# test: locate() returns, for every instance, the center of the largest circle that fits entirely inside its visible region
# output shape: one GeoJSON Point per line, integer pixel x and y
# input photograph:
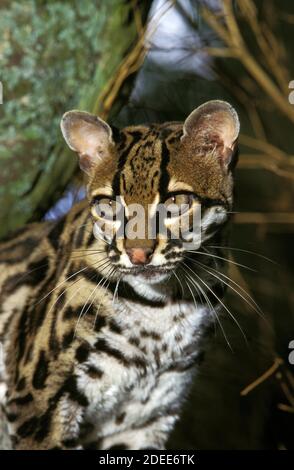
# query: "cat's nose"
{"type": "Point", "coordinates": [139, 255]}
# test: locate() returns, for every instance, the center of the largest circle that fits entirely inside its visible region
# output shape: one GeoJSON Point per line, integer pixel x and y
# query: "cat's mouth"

• _TASK TO COMPLETE_
Write out all the lines above again in full, moving every point in the answers by adding 98 to each of its coordinates, and leave the pictures out.

• _OUTPUT_
# test: locate() returns, for every instance, the center of the largest circle that fits entirely inside its visible region
# output shape: one GeoJSON Point per line, integer pixel x and y
# input photograph:
# query: "cat's nose"
{"type": "Point", "coordinates": [237, 353]}
# test: locate() returns, for every instance, the center of the largest circle that fits entirely inside its visible region
# output shape: one GeoJSON Point per line, integer pixel x and y
# query: "cat's mouth"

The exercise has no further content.